Rebonds
Les gouvernements de gauche et de droite renâclent devant une refonte de la carte électorale.
Le suffrage n'est plus universel
Par Michel BALINSKI
mercredi 27 juillet 2005
Michel Balinski professeur D'après l'article 2 de la loi n° 86-825 du 11 juillet 1986, toujours en vigueur : «Il
est procédé à la révision des limites des circonscriptions, en fonction
de l'évolution démographique, après le deuxième recensement général de
la population suivant la dernière délimitation.» La dernière
délimitation (faite à partir du recensement de 1982) date de 1986, et
il y a eu deux recensements depuis, en 1990 et 1999. D'après la loi, le
gouvernement socialiste de Lionel Jospin aurait dû réviser le système
avant les élections de 2002 : les droits des électeurs furent sacrifiés
à l'autel de la commodité politique (sans doute était-il impossible de
façonner un compromis avec le PC et les Verts). En 2003 le gouvernement
UMP de JeanPierre Raffarin eut le temps de réformer trois modes de
scrutin pour les conseillers régionaux, les parlementaires européens
et les sénateurs mais pas celui concernant les députés. La promesse
de l'ancien Premier ministre aux élus UMP, en septembre 2004, d'un
redécoupage l'année suivante, vient d'être reportée sine die par le nouveau Premier ministre, Dominique de Villepin, «en liaison avec le ministre de l'Intérieur», avec l'approbation générale de ses alliés qui n'y voyaient que des inconvénients. Un député du Cantal expliqua qu'«un redécoupage, quand on a presque quatre cents députés, c'est sûr il y aura des morts». Bref, comme d'habitude, la convenance des élus relègue le droit des électeurs à l'oubli. Il existe d'autres arbitres : les membres du Conseil constitutionnel. En livrant le 15 mai 2003 leurs «observations» formelles relatives aux dernières élections législatives, ils déclarèrent : «L'expérience
des élections de 2002 laisse à penser que des améliorations
législatives devraient intervenir. Il s'agit d'abord du découpage des
circonscriptions électorales... Depuis [1982], deux
recensements généraux... ont mis en lumière des disparités de
représentation peu compatibles avec les dispositions combinées de
l'article 6 de la Déclaration de 1789 et des articles 3 et 24 de la
Constitution. Il incombe donc au législateur de modifier ce découpage,
comme il se prépare, semble-t-il, à le faire pour les élections
sénatoriales.» L'exigence constitutionnelle est sans ambiguïté.

### TÂCHE
Résumez sous forme de liste, s'il vous plaît, le paragraphe de l'extrait ci-dessus qui commence par « D'après l'article 2 de la loi », en gardant ses faits principaux.

### LIGNES
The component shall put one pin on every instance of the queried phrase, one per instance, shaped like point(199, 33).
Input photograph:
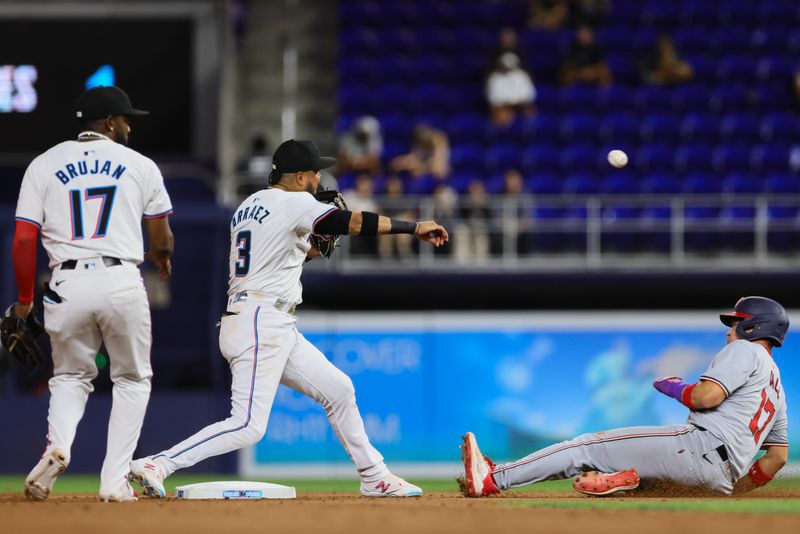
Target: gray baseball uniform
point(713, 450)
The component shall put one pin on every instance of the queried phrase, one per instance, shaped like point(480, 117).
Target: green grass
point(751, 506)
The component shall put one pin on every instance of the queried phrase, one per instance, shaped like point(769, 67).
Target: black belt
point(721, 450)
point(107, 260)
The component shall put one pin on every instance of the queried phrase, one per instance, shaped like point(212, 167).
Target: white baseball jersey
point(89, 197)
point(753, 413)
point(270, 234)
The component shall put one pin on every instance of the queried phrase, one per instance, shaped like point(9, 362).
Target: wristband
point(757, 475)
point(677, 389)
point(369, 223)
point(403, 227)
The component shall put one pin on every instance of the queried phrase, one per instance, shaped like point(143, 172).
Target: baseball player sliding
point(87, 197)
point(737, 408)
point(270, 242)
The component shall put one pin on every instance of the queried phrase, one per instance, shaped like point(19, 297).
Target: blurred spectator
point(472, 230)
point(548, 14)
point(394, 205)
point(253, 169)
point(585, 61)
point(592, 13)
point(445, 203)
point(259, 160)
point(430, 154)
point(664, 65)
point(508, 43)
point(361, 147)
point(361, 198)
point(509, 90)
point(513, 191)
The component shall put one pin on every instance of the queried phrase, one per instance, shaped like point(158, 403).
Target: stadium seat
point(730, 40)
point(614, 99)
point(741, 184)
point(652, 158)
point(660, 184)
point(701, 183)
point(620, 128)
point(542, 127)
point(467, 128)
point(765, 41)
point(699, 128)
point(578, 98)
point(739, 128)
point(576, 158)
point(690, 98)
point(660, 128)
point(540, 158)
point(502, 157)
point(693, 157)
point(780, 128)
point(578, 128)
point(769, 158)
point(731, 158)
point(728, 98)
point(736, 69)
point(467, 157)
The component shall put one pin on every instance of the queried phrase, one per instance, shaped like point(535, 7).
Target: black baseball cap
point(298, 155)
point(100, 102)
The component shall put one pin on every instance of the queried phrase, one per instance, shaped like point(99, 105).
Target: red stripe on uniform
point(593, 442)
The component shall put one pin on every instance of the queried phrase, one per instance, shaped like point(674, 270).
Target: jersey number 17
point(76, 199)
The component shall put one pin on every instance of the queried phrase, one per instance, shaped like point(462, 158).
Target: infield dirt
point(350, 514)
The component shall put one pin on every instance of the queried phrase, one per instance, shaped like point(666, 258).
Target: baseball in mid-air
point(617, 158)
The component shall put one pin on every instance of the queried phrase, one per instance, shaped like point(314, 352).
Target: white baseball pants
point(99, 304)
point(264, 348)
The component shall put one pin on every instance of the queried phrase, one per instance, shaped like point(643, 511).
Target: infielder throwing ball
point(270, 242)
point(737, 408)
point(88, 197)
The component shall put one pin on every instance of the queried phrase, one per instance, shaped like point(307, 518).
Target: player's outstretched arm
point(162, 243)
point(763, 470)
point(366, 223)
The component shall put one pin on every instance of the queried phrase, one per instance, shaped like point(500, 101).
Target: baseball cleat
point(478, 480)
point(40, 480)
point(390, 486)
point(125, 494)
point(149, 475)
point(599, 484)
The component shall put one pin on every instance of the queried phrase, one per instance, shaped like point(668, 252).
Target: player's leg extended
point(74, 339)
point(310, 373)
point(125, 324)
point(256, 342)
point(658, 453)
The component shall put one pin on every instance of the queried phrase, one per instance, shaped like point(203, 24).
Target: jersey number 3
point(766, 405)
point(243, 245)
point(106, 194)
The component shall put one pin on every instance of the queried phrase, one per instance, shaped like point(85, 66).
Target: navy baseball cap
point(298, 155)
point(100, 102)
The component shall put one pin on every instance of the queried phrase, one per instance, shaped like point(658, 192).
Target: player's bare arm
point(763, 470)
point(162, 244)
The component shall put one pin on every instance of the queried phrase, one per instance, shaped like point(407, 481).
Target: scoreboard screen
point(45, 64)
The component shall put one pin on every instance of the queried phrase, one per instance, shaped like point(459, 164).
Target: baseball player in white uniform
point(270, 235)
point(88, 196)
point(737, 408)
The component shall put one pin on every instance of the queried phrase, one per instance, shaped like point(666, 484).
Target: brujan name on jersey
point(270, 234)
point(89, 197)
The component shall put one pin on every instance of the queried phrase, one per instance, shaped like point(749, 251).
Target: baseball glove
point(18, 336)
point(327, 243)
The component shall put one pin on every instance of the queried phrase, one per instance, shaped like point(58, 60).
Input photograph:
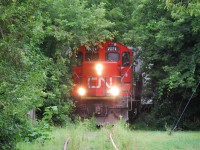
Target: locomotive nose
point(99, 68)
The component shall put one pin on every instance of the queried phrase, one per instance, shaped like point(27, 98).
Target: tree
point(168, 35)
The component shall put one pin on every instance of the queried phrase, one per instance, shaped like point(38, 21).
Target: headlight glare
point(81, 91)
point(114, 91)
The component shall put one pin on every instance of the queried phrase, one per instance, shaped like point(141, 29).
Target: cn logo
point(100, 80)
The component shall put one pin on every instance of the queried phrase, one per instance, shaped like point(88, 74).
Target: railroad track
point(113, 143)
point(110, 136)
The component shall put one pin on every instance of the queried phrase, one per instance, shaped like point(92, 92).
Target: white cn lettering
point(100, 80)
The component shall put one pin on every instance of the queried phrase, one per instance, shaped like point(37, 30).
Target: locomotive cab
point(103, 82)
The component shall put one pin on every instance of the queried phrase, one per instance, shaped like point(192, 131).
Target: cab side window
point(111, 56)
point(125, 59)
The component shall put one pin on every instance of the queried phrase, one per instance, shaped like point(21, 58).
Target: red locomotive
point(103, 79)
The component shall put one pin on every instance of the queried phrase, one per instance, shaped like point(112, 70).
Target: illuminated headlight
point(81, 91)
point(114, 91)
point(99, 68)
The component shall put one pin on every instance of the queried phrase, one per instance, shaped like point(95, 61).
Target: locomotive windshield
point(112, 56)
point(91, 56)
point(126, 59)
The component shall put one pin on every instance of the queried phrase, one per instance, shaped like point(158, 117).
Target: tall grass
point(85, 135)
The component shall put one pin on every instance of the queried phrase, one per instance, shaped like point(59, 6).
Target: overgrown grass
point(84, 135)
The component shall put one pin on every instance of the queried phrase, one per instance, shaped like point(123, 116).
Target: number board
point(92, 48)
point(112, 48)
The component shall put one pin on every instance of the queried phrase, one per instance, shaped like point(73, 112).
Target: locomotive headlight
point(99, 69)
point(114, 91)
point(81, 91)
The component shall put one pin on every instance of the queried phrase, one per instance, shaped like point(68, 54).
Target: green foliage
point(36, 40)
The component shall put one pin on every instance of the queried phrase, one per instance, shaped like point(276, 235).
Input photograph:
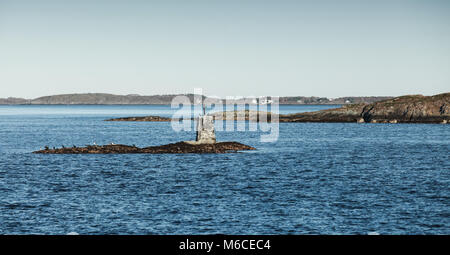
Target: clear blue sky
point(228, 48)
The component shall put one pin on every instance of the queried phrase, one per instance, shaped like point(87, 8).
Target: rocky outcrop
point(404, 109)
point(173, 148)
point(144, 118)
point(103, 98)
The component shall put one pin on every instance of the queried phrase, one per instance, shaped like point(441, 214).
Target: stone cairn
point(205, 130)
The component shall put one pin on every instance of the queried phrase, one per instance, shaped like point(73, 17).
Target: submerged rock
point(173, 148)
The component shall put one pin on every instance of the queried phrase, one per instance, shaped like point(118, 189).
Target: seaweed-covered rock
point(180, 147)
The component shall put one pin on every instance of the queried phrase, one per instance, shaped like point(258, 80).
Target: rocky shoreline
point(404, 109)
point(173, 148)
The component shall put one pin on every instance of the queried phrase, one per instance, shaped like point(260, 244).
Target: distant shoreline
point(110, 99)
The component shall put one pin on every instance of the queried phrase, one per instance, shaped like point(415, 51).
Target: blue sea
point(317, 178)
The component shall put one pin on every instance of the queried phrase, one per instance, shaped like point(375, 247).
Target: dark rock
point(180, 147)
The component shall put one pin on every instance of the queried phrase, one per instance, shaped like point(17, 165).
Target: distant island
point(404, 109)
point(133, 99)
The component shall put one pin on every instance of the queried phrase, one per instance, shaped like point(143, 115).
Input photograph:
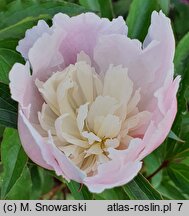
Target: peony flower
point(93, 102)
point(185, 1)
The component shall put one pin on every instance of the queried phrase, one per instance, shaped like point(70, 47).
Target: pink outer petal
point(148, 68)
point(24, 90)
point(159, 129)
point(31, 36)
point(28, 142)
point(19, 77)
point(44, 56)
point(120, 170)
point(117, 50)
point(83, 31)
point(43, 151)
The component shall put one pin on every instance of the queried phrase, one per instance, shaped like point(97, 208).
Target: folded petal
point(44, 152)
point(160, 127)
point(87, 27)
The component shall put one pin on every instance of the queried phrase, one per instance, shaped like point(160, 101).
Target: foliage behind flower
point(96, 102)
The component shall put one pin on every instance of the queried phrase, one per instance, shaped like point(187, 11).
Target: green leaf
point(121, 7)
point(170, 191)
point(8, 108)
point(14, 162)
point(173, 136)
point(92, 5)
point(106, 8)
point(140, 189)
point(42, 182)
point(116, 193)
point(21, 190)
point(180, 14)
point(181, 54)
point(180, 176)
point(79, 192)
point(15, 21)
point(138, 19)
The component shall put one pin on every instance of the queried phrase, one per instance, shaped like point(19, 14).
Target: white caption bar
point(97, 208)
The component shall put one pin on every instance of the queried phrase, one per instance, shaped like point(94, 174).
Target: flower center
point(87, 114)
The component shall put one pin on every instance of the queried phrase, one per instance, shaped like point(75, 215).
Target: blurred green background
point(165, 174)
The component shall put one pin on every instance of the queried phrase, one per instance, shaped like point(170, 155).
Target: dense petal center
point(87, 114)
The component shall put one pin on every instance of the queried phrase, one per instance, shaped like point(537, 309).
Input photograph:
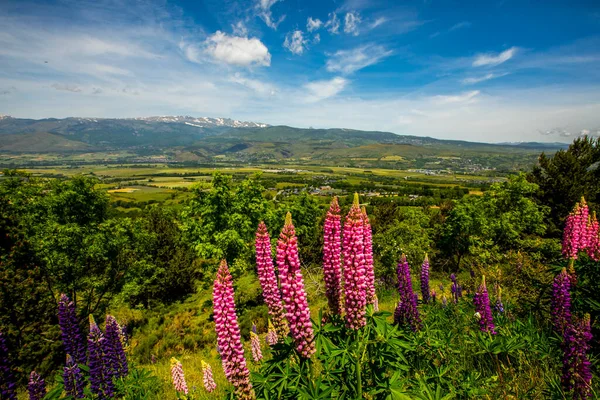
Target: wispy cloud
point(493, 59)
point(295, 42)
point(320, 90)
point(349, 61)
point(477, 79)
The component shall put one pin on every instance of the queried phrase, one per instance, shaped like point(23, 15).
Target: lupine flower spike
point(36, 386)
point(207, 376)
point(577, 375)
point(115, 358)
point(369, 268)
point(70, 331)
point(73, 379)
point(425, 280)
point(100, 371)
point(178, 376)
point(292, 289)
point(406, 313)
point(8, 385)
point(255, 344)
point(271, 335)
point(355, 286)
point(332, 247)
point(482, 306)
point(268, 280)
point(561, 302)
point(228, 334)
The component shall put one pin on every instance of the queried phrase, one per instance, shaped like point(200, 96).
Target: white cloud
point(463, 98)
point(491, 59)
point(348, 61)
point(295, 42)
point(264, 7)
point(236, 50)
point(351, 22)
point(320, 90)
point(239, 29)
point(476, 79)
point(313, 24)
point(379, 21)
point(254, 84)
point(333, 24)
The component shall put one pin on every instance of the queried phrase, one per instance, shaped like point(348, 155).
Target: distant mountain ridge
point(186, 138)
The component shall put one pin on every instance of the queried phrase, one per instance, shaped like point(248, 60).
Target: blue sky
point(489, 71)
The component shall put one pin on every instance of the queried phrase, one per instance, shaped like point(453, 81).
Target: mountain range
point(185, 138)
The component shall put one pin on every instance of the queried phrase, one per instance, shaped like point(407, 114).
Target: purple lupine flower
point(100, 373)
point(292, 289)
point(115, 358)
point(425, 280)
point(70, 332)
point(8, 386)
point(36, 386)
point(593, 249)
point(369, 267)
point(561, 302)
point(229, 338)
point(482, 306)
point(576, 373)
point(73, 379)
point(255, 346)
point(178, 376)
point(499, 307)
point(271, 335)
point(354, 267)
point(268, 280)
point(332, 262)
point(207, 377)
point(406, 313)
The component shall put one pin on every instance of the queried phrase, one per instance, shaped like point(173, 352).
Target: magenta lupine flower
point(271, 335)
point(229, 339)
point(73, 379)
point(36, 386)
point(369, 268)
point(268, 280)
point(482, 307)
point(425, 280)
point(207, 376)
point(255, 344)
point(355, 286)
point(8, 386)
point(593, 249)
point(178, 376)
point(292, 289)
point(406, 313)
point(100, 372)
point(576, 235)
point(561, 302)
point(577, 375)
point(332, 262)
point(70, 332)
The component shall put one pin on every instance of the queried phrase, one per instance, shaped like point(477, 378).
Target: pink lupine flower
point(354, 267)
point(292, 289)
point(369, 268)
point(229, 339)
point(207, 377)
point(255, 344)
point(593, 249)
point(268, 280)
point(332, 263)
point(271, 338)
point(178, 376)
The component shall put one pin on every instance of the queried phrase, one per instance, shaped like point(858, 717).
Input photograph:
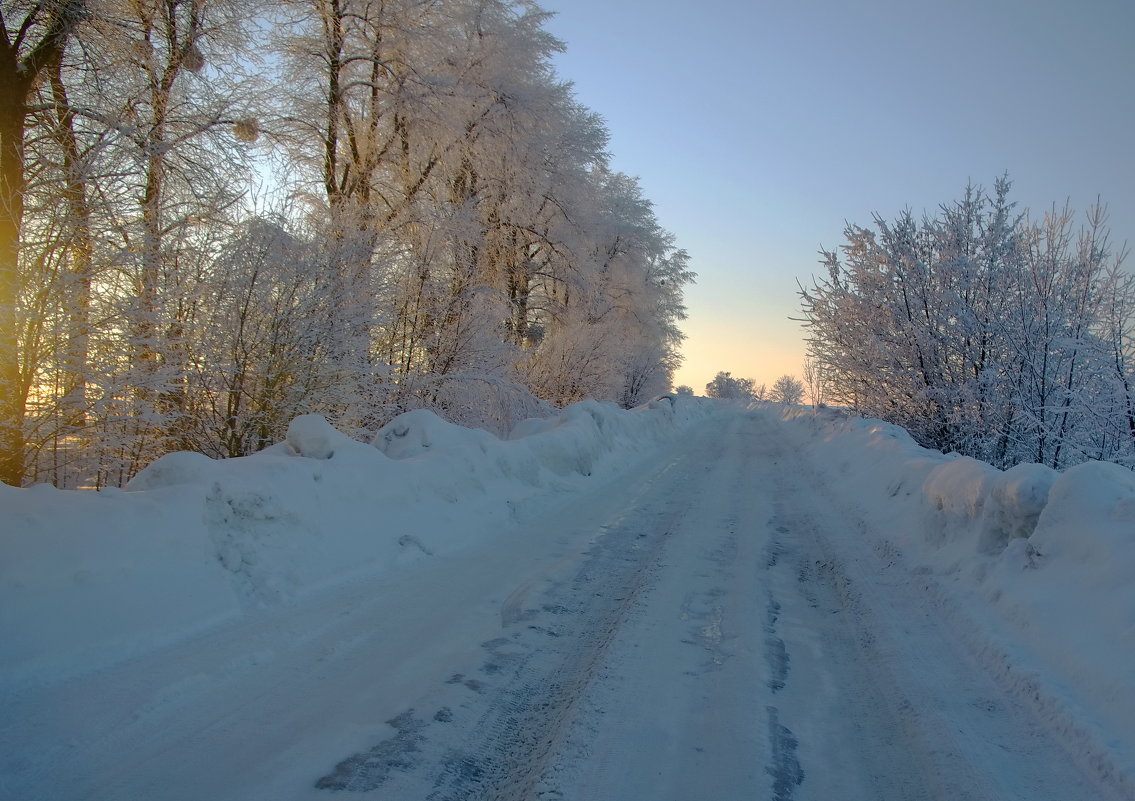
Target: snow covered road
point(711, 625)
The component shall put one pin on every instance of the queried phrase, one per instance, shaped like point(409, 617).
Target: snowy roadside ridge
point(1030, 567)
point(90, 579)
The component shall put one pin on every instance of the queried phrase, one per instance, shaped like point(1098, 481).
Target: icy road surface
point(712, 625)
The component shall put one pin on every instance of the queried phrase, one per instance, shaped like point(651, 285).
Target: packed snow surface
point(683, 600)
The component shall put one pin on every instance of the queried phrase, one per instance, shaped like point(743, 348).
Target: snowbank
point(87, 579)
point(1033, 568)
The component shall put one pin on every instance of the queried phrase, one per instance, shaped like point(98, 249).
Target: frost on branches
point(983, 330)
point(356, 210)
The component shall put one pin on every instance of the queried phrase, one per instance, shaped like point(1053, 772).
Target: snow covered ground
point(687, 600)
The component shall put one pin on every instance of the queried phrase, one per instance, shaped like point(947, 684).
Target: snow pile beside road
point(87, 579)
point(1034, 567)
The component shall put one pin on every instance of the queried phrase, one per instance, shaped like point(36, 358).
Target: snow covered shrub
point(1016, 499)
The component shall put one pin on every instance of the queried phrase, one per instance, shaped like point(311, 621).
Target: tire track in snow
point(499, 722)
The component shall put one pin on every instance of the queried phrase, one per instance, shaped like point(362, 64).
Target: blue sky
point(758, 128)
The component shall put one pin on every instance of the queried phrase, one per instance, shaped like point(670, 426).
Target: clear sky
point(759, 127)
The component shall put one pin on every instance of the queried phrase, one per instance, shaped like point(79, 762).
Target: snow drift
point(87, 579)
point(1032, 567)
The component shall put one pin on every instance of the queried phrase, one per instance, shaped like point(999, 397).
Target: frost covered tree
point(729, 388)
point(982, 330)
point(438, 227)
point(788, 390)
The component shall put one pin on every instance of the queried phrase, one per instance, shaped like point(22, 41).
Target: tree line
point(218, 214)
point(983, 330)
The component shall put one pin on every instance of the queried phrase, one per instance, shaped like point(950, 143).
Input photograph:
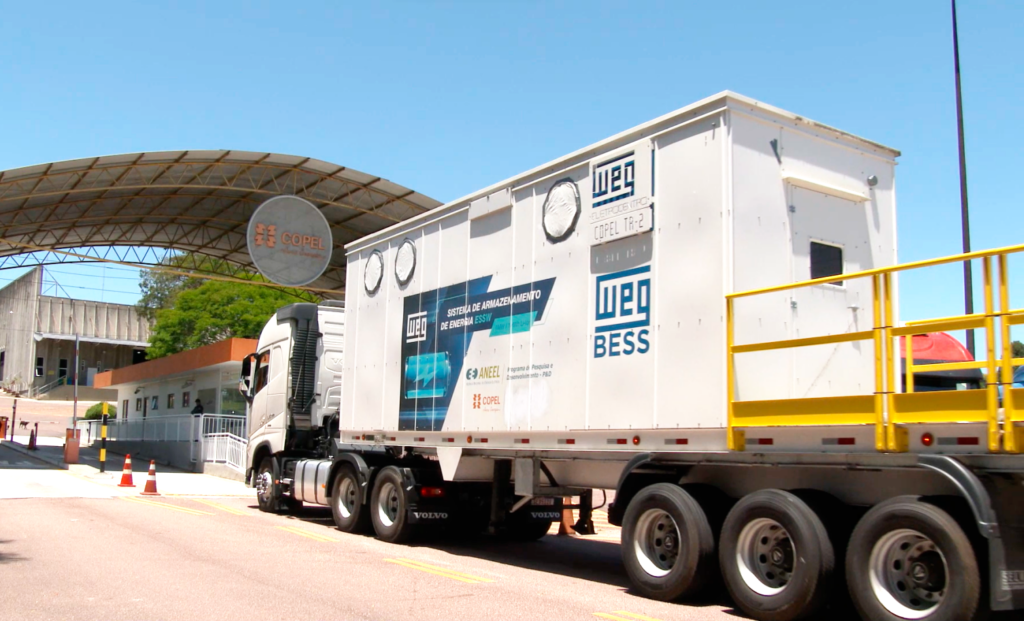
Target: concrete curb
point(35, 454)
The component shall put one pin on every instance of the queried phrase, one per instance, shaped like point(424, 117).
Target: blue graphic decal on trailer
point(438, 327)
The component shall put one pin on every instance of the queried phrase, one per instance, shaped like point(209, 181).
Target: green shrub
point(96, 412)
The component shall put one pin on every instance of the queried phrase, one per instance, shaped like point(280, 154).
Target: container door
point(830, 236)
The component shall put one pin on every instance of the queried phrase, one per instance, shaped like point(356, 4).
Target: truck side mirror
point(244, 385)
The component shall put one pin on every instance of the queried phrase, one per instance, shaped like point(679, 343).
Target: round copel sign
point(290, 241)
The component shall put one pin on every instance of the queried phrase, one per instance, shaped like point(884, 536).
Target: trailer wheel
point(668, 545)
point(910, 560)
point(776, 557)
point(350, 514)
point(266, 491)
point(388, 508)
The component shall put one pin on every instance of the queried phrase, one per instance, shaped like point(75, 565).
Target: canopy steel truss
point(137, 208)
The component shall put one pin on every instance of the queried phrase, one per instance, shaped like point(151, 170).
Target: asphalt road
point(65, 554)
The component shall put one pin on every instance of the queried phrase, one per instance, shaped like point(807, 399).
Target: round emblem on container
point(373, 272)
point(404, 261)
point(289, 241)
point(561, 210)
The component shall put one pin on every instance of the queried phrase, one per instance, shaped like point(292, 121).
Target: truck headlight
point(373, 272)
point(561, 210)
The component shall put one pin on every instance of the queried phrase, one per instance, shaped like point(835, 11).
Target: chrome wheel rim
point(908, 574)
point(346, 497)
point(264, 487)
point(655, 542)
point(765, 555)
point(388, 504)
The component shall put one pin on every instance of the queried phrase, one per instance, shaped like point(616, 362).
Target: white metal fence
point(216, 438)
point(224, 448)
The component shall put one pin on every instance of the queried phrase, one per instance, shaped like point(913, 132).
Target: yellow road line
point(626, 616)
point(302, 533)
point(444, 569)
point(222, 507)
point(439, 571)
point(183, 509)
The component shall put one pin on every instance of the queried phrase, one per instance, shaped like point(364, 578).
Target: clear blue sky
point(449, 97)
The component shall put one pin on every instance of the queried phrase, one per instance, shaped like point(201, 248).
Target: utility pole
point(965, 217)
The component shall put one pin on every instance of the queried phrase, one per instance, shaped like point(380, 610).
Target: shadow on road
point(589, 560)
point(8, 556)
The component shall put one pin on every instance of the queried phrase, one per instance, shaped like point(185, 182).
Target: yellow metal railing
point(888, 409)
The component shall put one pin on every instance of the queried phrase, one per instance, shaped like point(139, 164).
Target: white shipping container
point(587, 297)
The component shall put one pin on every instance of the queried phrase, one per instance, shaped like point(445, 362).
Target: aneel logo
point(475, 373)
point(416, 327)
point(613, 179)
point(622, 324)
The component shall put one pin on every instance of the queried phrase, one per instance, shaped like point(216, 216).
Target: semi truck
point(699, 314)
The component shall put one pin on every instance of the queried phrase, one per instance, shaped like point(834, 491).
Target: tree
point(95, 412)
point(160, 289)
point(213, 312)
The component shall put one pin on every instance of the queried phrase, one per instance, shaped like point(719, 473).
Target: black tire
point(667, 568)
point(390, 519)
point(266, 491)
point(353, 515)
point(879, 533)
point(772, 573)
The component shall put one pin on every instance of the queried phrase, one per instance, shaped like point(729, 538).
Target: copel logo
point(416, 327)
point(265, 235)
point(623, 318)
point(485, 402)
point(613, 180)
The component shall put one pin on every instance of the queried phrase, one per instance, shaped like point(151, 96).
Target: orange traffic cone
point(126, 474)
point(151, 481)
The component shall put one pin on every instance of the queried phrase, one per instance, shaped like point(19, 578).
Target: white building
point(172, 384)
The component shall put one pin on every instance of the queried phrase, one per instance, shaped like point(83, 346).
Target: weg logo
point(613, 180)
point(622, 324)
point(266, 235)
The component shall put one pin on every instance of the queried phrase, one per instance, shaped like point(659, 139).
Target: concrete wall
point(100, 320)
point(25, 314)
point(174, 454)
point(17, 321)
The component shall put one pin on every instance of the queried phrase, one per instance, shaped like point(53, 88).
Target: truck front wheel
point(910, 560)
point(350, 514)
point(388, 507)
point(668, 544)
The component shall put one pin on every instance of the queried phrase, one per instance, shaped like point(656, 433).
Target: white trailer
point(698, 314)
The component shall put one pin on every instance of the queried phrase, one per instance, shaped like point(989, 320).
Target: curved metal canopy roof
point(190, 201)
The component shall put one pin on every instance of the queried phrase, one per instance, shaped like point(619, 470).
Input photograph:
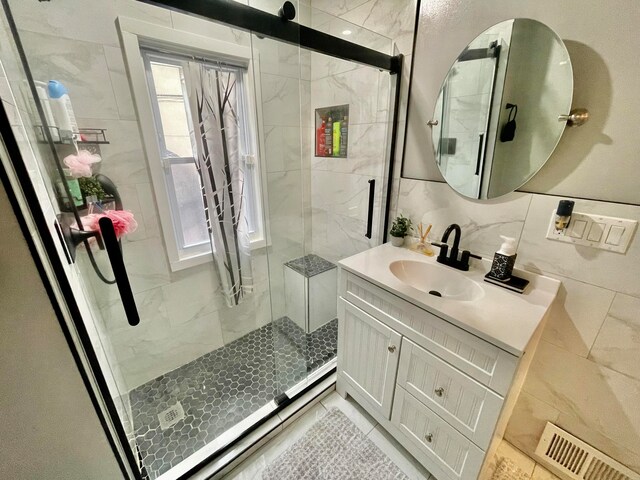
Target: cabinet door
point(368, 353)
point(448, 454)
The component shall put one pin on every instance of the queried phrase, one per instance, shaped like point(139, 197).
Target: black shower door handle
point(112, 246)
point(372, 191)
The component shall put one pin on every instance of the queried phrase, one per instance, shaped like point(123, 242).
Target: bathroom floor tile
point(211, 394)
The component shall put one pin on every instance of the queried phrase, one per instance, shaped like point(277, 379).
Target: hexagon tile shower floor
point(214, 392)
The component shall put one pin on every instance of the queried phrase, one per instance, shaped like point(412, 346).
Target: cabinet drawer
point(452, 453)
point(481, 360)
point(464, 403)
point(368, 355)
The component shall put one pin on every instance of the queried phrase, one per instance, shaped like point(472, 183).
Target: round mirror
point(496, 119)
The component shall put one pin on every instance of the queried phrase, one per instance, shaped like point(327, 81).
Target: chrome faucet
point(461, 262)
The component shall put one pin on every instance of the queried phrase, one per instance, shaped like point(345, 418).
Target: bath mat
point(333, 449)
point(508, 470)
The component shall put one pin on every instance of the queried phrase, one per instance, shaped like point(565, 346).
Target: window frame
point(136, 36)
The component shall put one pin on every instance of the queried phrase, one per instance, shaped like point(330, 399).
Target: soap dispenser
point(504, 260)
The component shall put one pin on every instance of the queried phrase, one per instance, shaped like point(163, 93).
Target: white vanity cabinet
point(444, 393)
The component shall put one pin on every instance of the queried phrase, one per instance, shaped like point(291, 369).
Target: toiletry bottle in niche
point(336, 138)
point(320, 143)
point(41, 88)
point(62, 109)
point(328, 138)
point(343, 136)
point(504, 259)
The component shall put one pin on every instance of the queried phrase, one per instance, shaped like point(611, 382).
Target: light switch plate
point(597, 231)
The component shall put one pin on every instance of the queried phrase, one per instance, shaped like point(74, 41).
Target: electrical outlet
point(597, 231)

### RÉSULTAT
- L'article 2 de la loi n° 86-825 du 11 juillet 1986, toujours en vigueur, impose de réviser les limites des circonscriptions selon l'évolution démographique, après le deuxième recensement suivant la dernière délimitation.
- La dernière délimitation date de 1986 et repose sur le recensement de 1982. Deux recensements ont suivi, en 1990 et en 1999.
- Le gouvernement socialiste de Lionel Jospin aurait dû réviser le système avant les élections de 2002, mais ne l'a pas fait.
- En 2003, le gouvernement UMP de Raffarin a réformé les modes de scrutin des conseillers régionaux, des parlementaires européens et des sénateurs, mais pas celui des députés.
- Le redécoupage promis aux élus UMP en septembre 2004 pour l'année suivante a été reporté sine die par Dominique de Villepin, avec l'approbation de ses alliés.
- La convenance des élus l'emporte ainsi sur le droit des électeurs.
- Le 15 mai 2003, le Conseil constitutionnel a relevé des disparités de représentation peu compatibles avec l'article 6 de la Déclaration de 1789 et les articles 3 et 24 de la Constitution. Il a déclaré qu'il incombe au législateur de modifier le découpage.
- L'exigence constitutionnelle est sans ambiguïté.